**What this task involves**. Would you copy out, word for word, the lines from the one containing "drop a point: the wooden post" through the end of the items, with both ends included?

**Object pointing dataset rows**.

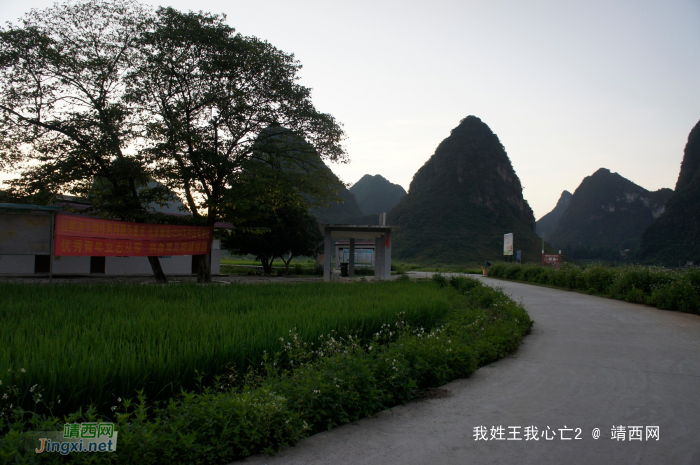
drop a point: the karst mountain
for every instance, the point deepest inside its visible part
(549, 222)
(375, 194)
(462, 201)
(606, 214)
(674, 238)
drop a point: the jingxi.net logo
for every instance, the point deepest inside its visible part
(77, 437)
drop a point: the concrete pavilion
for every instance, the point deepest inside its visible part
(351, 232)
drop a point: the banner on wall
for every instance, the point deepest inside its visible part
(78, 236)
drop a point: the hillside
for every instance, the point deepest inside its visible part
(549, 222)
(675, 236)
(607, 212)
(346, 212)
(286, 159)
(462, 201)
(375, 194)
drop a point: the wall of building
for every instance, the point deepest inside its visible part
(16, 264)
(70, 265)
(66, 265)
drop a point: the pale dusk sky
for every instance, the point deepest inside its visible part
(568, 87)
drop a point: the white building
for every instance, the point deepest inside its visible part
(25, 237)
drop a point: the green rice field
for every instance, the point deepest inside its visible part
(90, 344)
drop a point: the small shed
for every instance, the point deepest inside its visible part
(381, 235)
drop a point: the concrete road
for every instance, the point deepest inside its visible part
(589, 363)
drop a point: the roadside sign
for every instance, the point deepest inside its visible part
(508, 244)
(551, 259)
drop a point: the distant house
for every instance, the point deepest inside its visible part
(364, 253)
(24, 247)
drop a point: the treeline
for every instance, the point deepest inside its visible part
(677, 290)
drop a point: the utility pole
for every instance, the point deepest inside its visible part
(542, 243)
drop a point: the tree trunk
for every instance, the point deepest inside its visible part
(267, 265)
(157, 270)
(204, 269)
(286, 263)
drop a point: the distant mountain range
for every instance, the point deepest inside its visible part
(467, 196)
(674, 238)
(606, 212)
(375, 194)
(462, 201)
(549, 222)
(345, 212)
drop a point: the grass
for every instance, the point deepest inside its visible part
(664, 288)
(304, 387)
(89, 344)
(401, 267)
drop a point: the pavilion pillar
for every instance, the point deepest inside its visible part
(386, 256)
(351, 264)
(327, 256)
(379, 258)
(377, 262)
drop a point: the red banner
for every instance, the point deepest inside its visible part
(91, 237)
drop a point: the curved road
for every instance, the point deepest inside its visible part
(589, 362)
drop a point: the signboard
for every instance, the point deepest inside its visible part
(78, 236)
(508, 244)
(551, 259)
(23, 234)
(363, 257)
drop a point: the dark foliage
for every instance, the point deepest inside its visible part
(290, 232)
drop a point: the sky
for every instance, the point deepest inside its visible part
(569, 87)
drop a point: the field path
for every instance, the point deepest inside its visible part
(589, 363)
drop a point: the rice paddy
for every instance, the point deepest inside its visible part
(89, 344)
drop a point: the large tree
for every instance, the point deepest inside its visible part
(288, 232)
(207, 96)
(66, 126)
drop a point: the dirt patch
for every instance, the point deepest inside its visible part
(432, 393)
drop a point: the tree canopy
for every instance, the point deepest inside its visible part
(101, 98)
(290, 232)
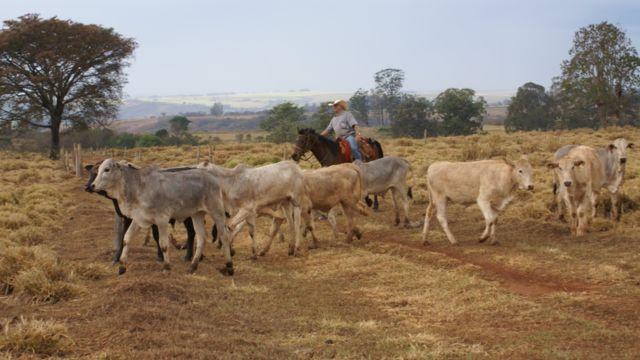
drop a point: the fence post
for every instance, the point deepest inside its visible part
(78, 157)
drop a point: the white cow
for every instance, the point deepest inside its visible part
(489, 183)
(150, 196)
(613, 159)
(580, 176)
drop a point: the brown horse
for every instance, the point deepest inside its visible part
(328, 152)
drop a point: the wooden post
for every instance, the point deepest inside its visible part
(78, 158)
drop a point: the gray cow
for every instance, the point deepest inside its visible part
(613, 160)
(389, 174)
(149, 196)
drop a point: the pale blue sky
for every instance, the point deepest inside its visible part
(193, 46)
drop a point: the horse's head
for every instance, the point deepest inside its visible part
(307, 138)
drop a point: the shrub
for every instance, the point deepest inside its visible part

**Output for this task**.
drop a point: the wooden post
for every instance, the point deepest inside its visible part
(78, 158)
drop a point: the gray cow
for every instance, the point deepest inside its visible part
(613, 160)
(389, 174)
(149, 196)
drop a point: the pale blue sky
for every instance, the point deepest inside its visible part
(193, 46)
drop a point: the horse's head
for every instance, the point deepest inside its visible part
(307, 138)
drop a point: the shrub
for every instance, the point deepest inside its visible part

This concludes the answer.